§ **Work item**:
Your answer should be the lines of the material that include the word "cultivator".

----------------------------------------

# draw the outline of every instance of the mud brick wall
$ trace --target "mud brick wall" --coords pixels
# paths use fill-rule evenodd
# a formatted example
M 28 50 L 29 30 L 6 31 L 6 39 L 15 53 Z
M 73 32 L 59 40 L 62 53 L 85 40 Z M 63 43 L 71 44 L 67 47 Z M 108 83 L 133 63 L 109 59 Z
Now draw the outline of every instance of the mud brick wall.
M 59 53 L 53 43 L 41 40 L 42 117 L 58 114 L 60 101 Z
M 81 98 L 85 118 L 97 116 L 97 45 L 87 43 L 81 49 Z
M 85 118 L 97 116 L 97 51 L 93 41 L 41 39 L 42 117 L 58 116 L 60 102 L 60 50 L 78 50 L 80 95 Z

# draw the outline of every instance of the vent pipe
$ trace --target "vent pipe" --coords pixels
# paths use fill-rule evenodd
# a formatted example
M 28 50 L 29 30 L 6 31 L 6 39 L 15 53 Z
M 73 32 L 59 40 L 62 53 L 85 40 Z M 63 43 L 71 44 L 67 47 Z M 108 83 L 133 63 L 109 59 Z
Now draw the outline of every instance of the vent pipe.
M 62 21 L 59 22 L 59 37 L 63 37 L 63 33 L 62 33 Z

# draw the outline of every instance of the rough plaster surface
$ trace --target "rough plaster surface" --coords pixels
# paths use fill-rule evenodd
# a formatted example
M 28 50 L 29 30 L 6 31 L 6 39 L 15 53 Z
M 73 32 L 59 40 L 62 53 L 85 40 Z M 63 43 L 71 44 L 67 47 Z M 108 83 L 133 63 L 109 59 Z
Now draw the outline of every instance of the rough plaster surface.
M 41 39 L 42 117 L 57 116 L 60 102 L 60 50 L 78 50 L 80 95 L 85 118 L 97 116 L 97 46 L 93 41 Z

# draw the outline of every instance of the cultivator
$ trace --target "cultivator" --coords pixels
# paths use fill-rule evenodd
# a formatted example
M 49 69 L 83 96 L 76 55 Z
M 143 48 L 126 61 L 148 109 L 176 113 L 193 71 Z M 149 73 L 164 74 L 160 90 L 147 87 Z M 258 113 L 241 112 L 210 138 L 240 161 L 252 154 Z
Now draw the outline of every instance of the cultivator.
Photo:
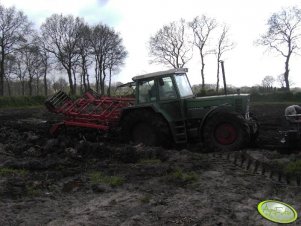
M 65 116 L 62 122 L 54 124 L 50 129 L 53 135 L 64 125 L 109 131 L 117 126 L 122 109 L 133 104 L 133 98 L 99 96 L 93 90 L 85 92 L 76 100 L 59 91 L 45 102 L 49 111 Z

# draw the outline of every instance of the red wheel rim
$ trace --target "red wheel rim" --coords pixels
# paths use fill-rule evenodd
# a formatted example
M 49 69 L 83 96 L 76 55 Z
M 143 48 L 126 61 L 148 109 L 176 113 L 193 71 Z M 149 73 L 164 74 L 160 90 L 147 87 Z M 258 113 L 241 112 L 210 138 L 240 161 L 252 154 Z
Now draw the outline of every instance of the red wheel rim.
M 215 138 L 222 145 L 232 144 L 237 139 L 237 130 L 230 123 L 223 123 L 216 127 Z

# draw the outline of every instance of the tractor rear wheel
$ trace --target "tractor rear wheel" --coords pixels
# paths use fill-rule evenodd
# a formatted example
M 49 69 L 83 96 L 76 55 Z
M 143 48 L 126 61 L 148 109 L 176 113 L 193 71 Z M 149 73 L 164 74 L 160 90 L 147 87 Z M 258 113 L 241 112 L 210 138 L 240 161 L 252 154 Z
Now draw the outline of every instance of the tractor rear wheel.
M 171 141 L 169 126 L 162 116 L 150 110 L 135 110 L 122 120 L 125 141 L 147 146 L 168 146 Z
M 139 122 L 132 128 L 131 140 L 135 144 L 143 143 L 146 146 L 155 146 L 158 144 L 158 139 L 155 129 L 149 123 Z
M 207 119 L 203 138 L 210 150 L 236 151 L 250 142 L 250 129 L 241 115 L 217 112 Z

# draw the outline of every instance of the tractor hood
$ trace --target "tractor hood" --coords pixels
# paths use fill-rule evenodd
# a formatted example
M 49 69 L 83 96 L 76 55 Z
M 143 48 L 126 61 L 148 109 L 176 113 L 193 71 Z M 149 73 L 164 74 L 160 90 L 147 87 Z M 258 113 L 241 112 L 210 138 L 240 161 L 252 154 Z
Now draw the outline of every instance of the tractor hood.
M 232 94 L 185 99 L 187 110 L 210 109 L 219 106 L 228 106 L 242 114 L 248 113 L 249 102 L 249 94 Z

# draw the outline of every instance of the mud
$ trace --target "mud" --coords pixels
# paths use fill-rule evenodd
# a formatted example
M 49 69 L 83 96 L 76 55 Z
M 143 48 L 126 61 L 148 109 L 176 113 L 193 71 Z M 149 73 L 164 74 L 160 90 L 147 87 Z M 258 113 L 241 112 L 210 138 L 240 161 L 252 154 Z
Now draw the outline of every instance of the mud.
M 254 158 L 295 161 L 277 152 L 285 106 L 253 106 L 261 124 Z M 67 129 L 43 108 L 0 110 L 0 225 L 275 225 L 257 204 L 301 210 L 301 188 L 238 167 L 200 146 L 131 146 Z M 283 160 L 284 159 L 284 160 Z M 298 219 L 292 225 L 300 225 Z

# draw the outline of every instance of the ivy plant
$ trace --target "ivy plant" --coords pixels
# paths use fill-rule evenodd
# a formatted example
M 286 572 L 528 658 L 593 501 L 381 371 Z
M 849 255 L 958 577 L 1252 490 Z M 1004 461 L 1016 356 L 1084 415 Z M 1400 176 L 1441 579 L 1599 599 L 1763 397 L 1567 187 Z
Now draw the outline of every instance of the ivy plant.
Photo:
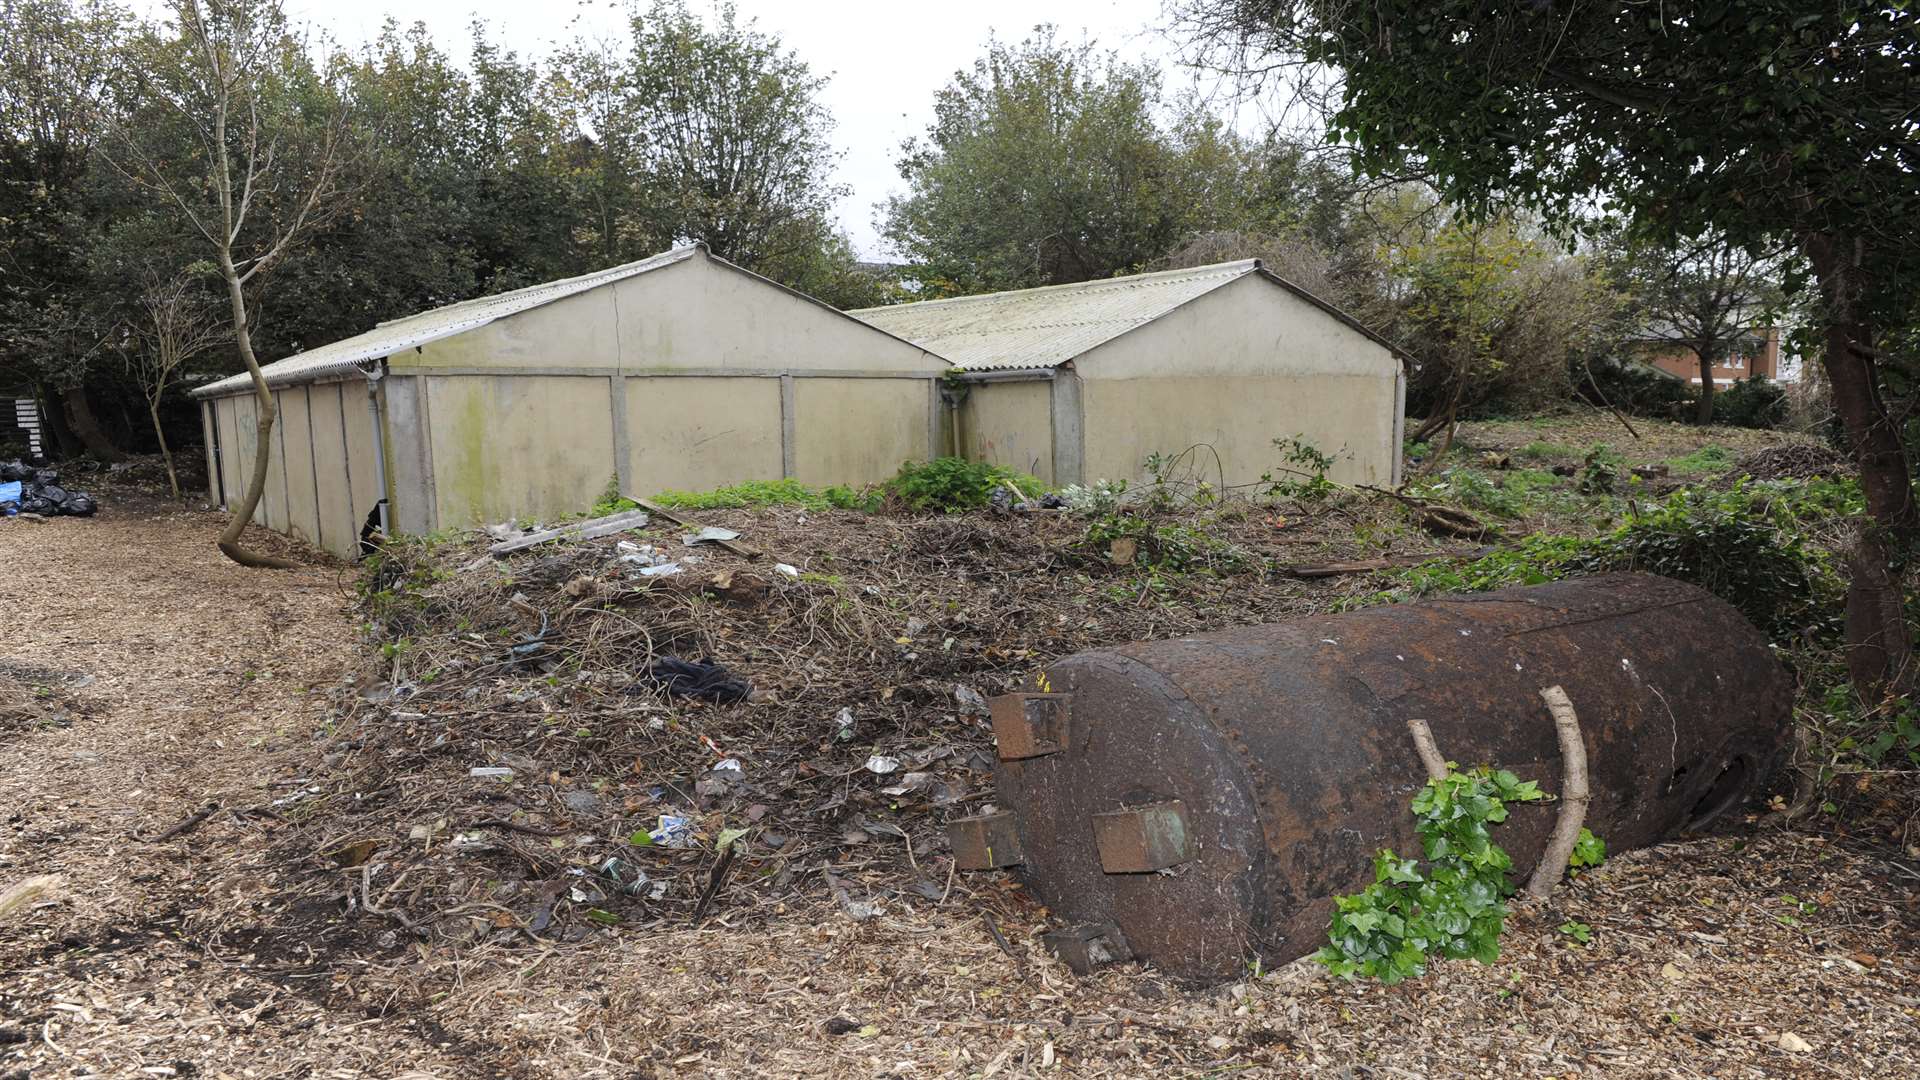
M 1492 963 L 1513 894 L 1513 860 L 1489 826 L 1507 819 L 1508 803 L 1544 798 L 1534 781 L 1504 769 L 1449 766 L 1413 798 L 1426 866 L 1381 851 L 1373 884 L 1335 898 L 1327 945 L 1314 959 L 1336 975 L 1384 983 L 1426 974 L 1434 956 Z

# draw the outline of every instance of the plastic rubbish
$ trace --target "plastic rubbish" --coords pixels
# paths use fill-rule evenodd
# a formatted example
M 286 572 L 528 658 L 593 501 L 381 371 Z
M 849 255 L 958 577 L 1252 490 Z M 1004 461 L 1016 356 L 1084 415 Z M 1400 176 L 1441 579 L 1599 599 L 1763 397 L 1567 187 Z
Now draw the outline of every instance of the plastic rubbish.
M 621 859 L 608 859 L 600 864 L 600 876 L 614 883 L 628 896 L 644 896 L 649 900 L 658 900 L 667 895 L 667 883 L 655 881 L 647 876 L 645 870 Z
M 985 694 L 964 683 L 953 686 L 953 700 L 960 703 L 960 711 L 974 716 L 987 716 L 993 710 L 987 705 Z
M 60 504 L 60 512 L 68 517 L 92 517 L 100 509 L 91 495 L 75 493 L 67 496 Z
M 501 765 L 475 765 L 467 775 L 476 780 L 511 780 L 513 770 Z
M 753 694 L 751 684 L 745 679 L 735 678 L 733 672 L 711 659 L 696 663 L 677 656 L 663 656 L 647 668 L 647 678 L 667 694 L 699 698 L 702 701 L 724 704 L 745 701 Z M 635 689 L 629 687 L 628 692 L 632 693 Z
M 890 772 L 898 772 L 899 769 L 899 758 L 887 757 L 884 754 L 875 754 L 867 759 L 867 771 L 870 773 L 885 776 Z
M 673 814 L 661 814 L 659 826 L 648 831 L 647 839 L 655 847 L 692 847 L 693 822 Z
M 787 565 L 786 563 L 783 563 L 783 562 L 778 562 L 778 563 L 774 563 L 774 564 L 773 564 L 773 572 L 774 572 L 774 573 L 776 573 L 776 574 L 785 574 L 786 576 L 788 576 L 788 577 L 790 577 L 790 578 L 797 578 L 797 577 L 799 577 L 799 576 L 800 576 L 800 568 L 799 568 L 799 567 L 797 567 L 797 566 L 788 566 L 788 565 Z
M 717 544 L 738 539 L 740 539 L 740 534 L 732 529 L 723 529 L 718 525 L 709 525 L 697 533 L 687 533 L 683 535 L 680 537 L 680 542 L 688 547 L 693 547 L 695 544 Z
M 853 710 L 843 708 L 839 714 L 833 718 L 833 737 L 840 742 L 851 742 L 853 741 L 853 734 Z

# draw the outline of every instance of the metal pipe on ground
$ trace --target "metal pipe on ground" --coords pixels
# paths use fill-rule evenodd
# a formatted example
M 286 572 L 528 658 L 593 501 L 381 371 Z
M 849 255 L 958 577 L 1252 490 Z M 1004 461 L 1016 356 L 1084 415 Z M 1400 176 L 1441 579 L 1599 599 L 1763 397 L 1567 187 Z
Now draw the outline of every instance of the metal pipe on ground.
M 1232 978 L 1324 944 L 1381 848 L 1418 852 L 1408 718 L 1462 766 L 1556 792 L 1554 684 L 1612 851 L 1740 805 L 1786 745 L 1791 685 L 1758 630 L 1693 586 L 1609 574 L 1068 657 L 993 700 L 1006 809 L 949 839 L 963 868 L 1019 866 L 1076 966 Z M 1516 881 L 1556 812 L 1498 826 Z

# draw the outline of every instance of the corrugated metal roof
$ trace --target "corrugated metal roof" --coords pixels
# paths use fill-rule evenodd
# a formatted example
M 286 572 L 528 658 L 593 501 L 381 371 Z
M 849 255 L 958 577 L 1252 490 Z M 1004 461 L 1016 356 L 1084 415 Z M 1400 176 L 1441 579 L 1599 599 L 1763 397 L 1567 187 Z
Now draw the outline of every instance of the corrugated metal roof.
M 529 285 L 512 292 L 496 293 L 473 300 L 463 300 L 458 304 L 423 311 L 418 315 L 409 315 L 404 319 L 381 323 L 364 334 L 342 338 L 317 349 L 308 349 L 295 353 L 284 360 L 276 360 L 260 369 L 267 377 L 269 386 L 292 386 L 315 379 L 335 375 L 351 369 L 355 364 L 368 360 L 379 360 L 404 349 L 425 345 L 441 338 L 452 337 L 468 330 L 485 326 L 495 319 L 508 315 L 517 315 L 542 304 L 551 304 L 555 300 L 586 292 L 610 282 L 620 281 L 644 274 L 649 270 L 680 262 L 700 249 L 693 244 L 672 251 L 662 252 L 651 258 L 630 262 L 622 266 L 597 270 L 579 277 L 549 281 L 544 285 Z M 246 372 L 231 375 L 219 382 L 210 383 L 193 391 L 194 397 L 219 397 L 237 393 L 251 385 L 251 377 Z
M 1259 268 L 1244 259 L 848 314 L 970 371 L 1055 367 Z
M 968 371 L 1058 367 L 1230 281 L 1258 274 L 1392 352 L 1405 349 L 1259 259 L 848 312 Z

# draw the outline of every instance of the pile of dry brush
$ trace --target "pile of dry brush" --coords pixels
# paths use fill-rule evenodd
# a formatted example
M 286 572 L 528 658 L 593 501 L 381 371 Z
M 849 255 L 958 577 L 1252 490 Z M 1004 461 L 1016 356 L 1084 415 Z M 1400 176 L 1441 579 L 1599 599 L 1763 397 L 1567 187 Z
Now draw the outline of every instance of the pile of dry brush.
M 1087 550 L 1070 515 L 703 517 L 765 557 L 687 548 L 658 522 L 502 559 L 478 540 L 390 546 L 367 575 L 368 668 L 336 691 L 329 771 L 274 808 L 311 823 L 277 841 L 311 899 L 504 941 L 964 895 L 939 856 L 946 822 L 993 797 L 986 697 L 1069 653 L 1358 587 L 1262 569 L 1339 548 L 1245 510 L 1205 524 L 1252 569 L 1165 577 Z M 1350 522 L 1329 526 L 1351 543 Z M 638 576 L 620 539 L 682 572 Z M 712 660 L 753 693 L 672 694 L 647 675 L 667 657 Z

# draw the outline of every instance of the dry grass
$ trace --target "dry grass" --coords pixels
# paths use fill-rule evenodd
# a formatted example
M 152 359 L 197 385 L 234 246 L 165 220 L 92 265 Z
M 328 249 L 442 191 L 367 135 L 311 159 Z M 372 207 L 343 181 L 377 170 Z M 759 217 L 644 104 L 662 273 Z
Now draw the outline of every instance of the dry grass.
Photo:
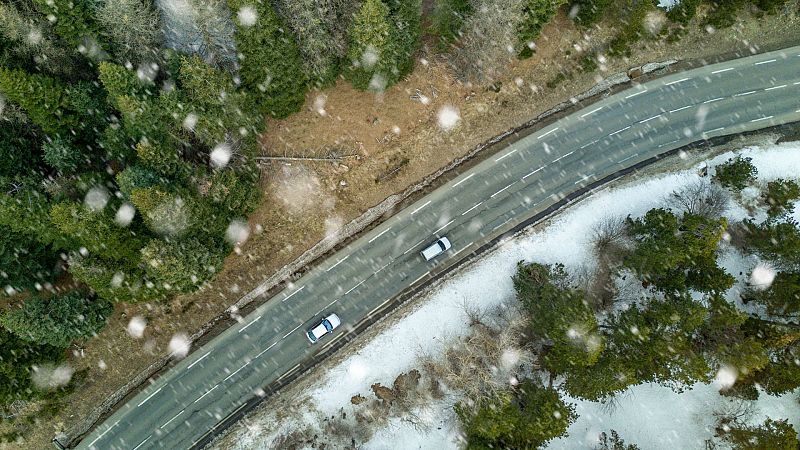
M 790 2 L 790 6 L 796 11 L 797 1 Z M 315 199 L 301 208 L 274 195 L 279 184 L 287 179 L 291 183 L 291 176 L 282 175 L 285 166 L 267 165 L 266 195 L 250 219 L 256 232 L 242 246 L 241 253 L 228 257 L 224 270 L 201 292 L 163 304 L 119 305 L 100 336 L 89 341 L 83 352 L 70 355 L 69 364 L 76 371 L 88 372 L 75 394 L 66 399 L 69 406 L 8 447 L 48 448 L 58 430 L 79 421 L 132 374 L 163 355 L 175 333 L 198 330 L 332 229 L 479 143 L 588 89 L 596 77 L 645 62 L 701 58 L 746 49 L 754 42 L 766 45 L 797 41 L 800 25 L 796 14 L 783 14 L 765 20 L 746 18 L 735 27 L 714 34 L 692 26 L 677 43 L 647 42 L 633 49 L 631 58 L 601 64 L 597 73 L 576 71 L 584 51 L 600 47 L 608 35 L 603 29 L 584 34 L 560 14 L 545 28 L 537 53 L 504 70 L 497 92 L 459 83 L 445 61 L 428 56 L 427 64 L 418 64 L 406 80 L 381 95 L 357 92 L 339 82 L 325 91 L 311 92 L 304 111 L 282 121 L 270 120 L 262 141 L 265 155 L 327 155 L 334 149 L 340 154 L 354 152 L 360 159 L 348 159 L 344 162 L 346 168 L 304 164 L 306 180 L 311 180 L 305 184 L 315 189 Z M 571 78 L 546 88 L 548 81 L 564 71 L 569 71 Z M 427 104 L 420 101 L 417 90 L 429 99 Z M 324 115 L 319 113 L 320 104 Z M 462 118 L 460 126 L 449 133 L 441 131 L 435 119 L 445 104 L 457 108 Z M 403 159 L 408 163 L 397 174 L 375 182 L 376 174 Z M 291 168 L 298 166 L 294 163 Z M 142 339 L 132 338 L 125 330 L 134 316 L 147 318 Z M 10 427 L 8 423 L 0 425 L 3 431 Z

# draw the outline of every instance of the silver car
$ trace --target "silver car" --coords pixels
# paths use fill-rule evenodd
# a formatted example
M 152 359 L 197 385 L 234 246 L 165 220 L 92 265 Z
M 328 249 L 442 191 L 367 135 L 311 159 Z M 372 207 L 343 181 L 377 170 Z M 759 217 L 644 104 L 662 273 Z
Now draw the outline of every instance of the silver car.
M 342 320 L 339 319 L 339 316 L 331 313 L 328 317 L 311 327 L 308 333 L 306 333 L 306 336 L 308 336 L 308 340 L 313 344 L 326 334 L 333 332 L 333 330 L 341 324 Z
M 437 239 L 436 242 L 425 248 L 425 250 L 421 251 L 420 254 L 422 254 L 423 258 L 425 258 L 425 261 L 430 261 L 447 250 L 450 250 L 450 247 L 450 241 L 446 237 L 441 237 Z

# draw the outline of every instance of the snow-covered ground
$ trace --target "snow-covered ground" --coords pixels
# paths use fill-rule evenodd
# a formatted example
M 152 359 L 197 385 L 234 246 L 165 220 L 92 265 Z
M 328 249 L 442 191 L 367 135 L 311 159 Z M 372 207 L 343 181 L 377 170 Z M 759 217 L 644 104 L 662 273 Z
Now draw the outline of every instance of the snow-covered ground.
M 760 182 L 775 178 L 794 178 L 800 174 L 800 143 L 750 147 L 740 152 L 751 157 L 758 168 Z M 708 165 L 724 162 L 733 156 L 726 153 L 708 161 Z M 713 172 L 712 172 L 713 173 Z M 594 225 L 609 216 L 637 216 L 663 206 L 670 192 L 701 179 L 698 170 L 661 174 L 618 187 L 596 192 L 557 216 L 544 229 L 530 231 L 503 243 L 498 249 L 472 264 L 466 270 L 440 284 L 430 292 L 411 314 L 397 321 L 368 342 L 355 354 L 329 370 L 307 392 L 314 407 L 323 416 L 331 417 L 343 410 L 353 411 L 350 398 L 356 394 L 371 395 L 370 385 L 376 382 L 391 386 L 395 377 L 418 367 L 422 355 L 439 355 L 448 342 L 469 332 L 464 305 L 473 309 L 491 309 L 513 298 L 511 276 L 518 261 L 563 263 L 568 270 L 591 268 L 589 241 Z M 708 178 L 705 178 L 706 180 Z M 795 208 L 798 218 L 800 205 Z M 739 220 L 747 215 L 741 206 L 731 203 L 726 215 Z M 740 281 L 755 261 L 742 259 L 734 252 L 723 252 L 721 263 Z M 744 275 L 739 276 L 739 272 Z M 363 446 L 368 449 L 455 449 L 458 428 L 452 405 L 453 395 L 418 411 L 423 426 L 412 425 L 399 418 L 378 430 Z M 641 385 L 619 397 L 615 408 L 599 403 L 570 400 L 576 405 L 579 418 L 569 428 L 569 435 L 553 441 L 549 448 L 591 448 L 597 435 L 617 430 L 628 443 L 645 449 L 700 449 L 713 435 L 712 411 L 726 402 L 714 385 L 697 385 L 676 394 L 657 385 Z M 757 402 L 754 421 L 765 415 L 788 418 L 800 429 L 800 407 L 797 395 L 781 398 L 762 393 Z M 357 407 L 355 407 L 357 408 Z M 278 433 L 294 427 L 313 426 L 318 420 L 305 414 L 295 420 L 276 423 L 272 412 L 261 412 L 246 420 L 246 431 L 237 436 L 236 448 L 268 448 Z

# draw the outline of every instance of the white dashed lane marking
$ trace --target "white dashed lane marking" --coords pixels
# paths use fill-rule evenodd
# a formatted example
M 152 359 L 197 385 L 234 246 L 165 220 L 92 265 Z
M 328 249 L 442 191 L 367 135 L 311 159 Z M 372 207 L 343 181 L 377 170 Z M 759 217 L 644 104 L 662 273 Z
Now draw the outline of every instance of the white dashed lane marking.
M 727 69 L 715 70 L 715 71 L 711 72 L 711 74 L 712 74 L 712 75 L 716 75 L 716 74 L 718 74 L 718 73 L 722 73 L 722 72 L 728 72 L 729 70 L 733 70 L 733 67 L 728 67 Z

----------------------------------------

§ **Your response**:
# draw the outline of every instance of the cultivator
$ trace --target "cultivator" --coords pixels
Now draw the outline of every instance of the cultivator.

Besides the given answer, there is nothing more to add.